Looking Back at the Year
  • From the desk of Barry Melancon, CPA, president and CEO of the AICPA
    Barry Melancon, CPA, president and CEO
    When I think back on the past year, I am struck by the vibrancy of our profession, despite the continuing troubled economy and the serious challenges we all face. We reached all-time highs in both AICPA membership (nearly 380,000 members at July 31) and the number of accounting majors in colleges and universities (225,000). Just as gratifying were the results of our member satisfaction survey, with overall satisfaction with the AICPA once again topping 80%, leading to a remarkable retention rate of 94.83%. Clearly, the CPA profession is strong, in large part because of what the CPA means to business decision-makers, the public and others.

Written task 1:
Locate each line of the entries that contains the string "outstretched", and copy those lines out in full.
The letter and the entries are unrelated to each other.

Entries for pointing and labeling
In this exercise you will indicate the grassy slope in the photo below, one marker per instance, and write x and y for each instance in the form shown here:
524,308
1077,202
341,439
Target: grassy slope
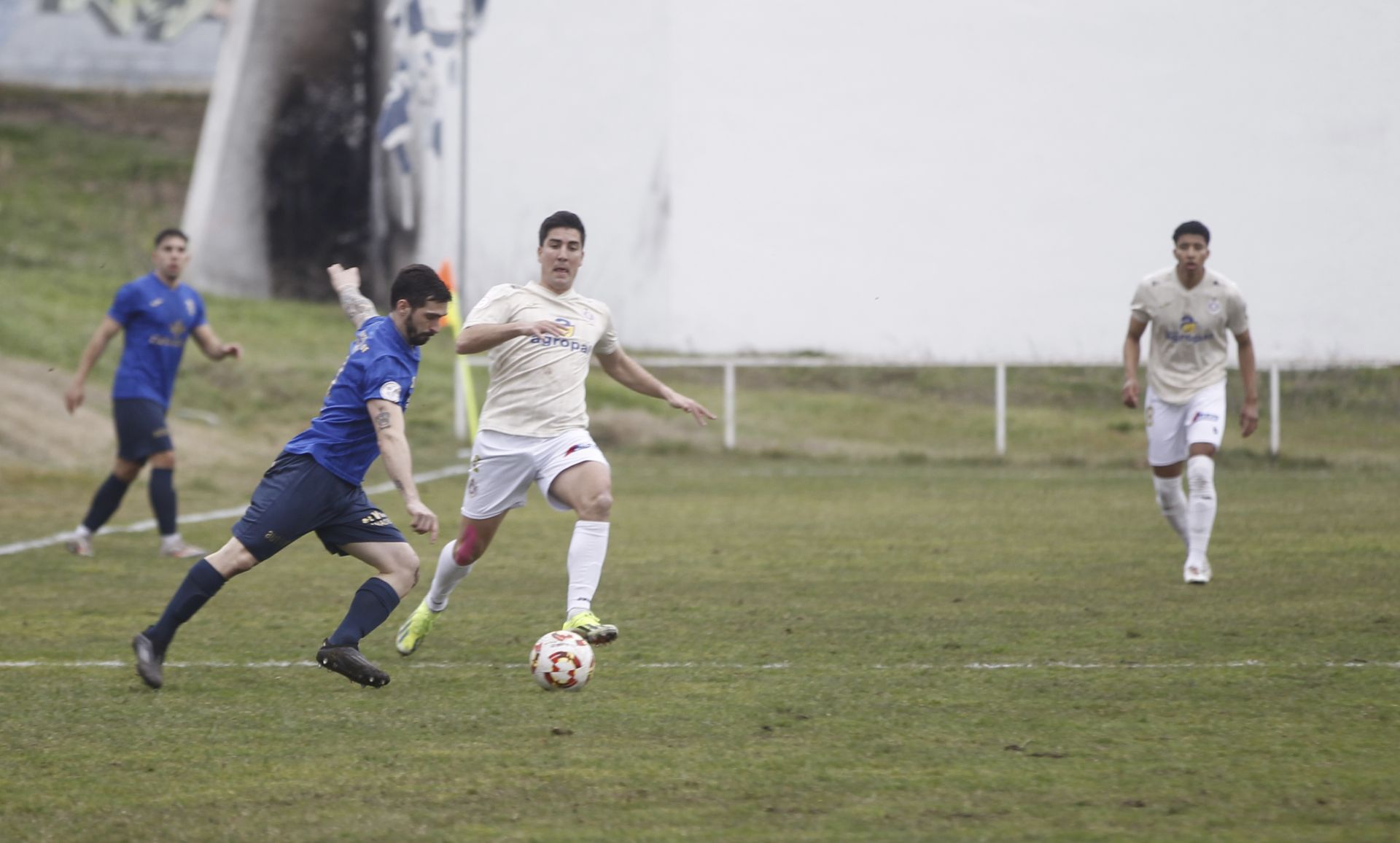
866,537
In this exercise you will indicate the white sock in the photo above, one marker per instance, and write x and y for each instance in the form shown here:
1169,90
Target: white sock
586,564
1172,502
447,578
1200,511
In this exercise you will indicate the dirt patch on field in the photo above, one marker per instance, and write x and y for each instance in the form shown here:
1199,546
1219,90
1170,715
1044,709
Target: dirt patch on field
171,118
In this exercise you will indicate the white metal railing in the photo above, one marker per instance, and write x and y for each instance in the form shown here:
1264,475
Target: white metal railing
731,365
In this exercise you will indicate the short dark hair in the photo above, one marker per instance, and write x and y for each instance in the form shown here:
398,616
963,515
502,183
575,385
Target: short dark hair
418,284
1191,228
561,220
168,233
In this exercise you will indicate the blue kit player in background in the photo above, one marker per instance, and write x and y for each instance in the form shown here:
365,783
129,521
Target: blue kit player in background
158,314
314,485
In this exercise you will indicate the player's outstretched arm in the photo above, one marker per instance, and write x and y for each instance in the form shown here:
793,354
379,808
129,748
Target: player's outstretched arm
1132,356
1248,373
214,348
634,376
104,333
346,283
394,446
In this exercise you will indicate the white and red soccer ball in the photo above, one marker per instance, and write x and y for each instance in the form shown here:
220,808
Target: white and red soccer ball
561,661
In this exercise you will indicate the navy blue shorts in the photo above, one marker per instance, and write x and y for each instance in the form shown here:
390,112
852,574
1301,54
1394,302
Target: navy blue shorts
140,429
296,496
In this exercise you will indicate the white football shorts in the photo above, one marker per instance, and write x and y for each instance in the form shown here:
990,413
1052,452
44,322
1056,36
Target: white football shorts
1173,427
505,465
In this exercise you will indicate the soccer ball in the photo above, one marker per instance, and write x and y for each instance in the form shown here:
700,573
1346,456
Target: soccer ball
561,660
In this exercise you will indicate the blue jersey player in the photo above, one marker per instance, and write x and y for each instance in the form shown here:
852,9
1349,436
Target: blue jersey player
314,485
158,314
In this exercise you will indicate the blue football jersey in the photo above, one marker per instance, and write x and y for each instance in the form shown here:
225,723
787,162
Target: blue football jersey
156,322
381,365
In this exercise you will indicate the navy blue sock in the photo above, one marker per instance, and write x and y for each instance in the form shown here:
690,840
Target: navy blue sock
163,499
368,610
201,583
104,503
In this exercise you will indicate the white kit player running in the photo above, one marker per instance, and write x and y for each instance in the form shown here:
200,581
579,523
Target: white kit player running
1190,310
534,426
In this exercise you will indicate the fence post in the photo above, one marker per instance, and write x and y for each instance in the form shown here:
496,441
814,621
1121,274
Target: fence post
1273,409
1001,409
728,405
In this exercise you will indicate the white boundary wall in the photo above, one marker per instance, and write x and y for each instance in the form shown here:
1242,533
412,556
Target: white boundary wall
957,182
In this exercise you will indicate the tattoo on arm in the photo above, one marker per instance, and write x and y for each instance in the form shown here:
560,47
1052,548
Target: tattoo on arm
356,306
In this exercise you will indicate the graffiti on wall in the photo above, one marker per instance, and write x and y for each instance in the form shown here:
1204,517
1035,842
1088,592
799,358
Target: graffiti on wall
150,20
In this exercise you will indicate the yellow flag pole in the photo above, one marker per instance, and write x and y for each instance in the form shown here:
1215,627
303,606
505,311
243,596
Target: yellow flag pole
464,371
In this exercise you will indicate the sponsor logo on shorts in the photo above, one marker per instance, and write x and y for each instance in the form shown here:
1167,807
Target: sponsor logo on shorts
377,518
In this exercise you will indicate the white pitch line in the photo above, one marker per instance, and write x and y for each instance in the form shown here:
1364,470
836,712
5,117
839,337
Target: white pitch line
671,666
216,514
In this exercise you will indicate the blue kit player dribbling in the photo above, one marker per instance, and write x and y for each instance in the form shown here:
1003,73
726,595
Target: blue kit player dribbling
314,485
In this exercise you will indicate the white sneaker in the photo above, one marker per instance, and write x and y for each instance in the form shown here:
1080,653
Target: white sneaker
79,545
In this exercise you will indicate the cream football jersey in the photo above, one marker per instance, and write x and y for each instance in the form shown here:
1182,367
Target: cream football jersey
538,383
1189,345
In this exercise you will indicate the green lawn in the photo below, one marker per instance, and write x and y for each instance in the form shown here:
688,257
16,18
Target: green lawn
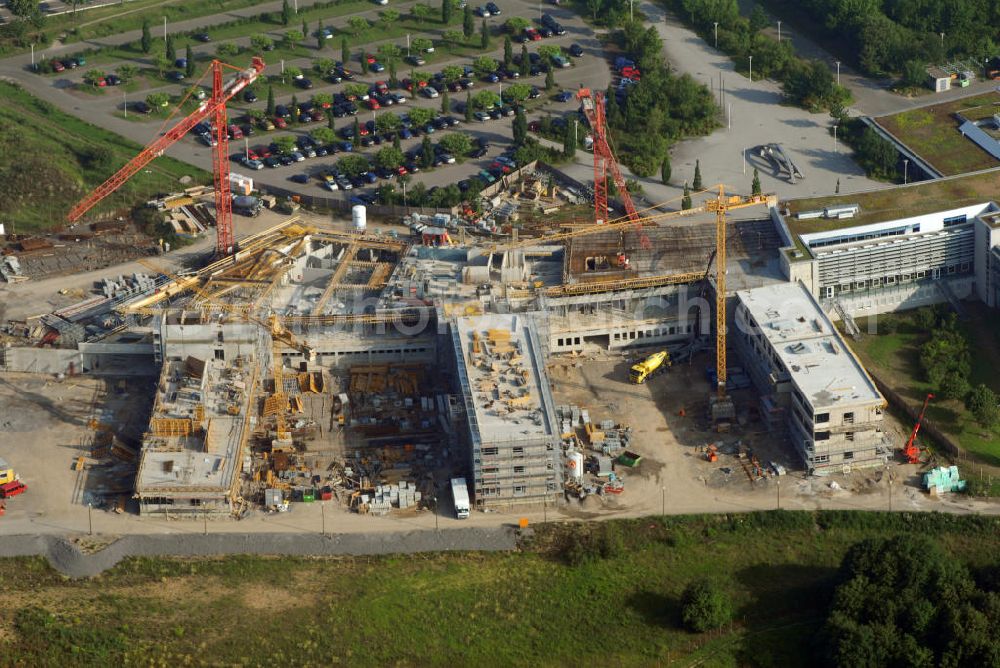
527,607
49,160
895,358
932,133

Written task 2:
List every count or percentage the letter reports, along with what each one measures.

Output 1:
In this exercise you will indicate the player's outstretched arm in the photo above, one marker per instance, and write x and y for each instance in the form shown here:
Target: player's outstretched arm

Output 2:
- Nearly 380,000: AICPA members at July 31
- 225,000: accounting majors in colleges and universities
- Over 80%: overall member satisfaction with the AICPA
- 94.83%: the member retention rate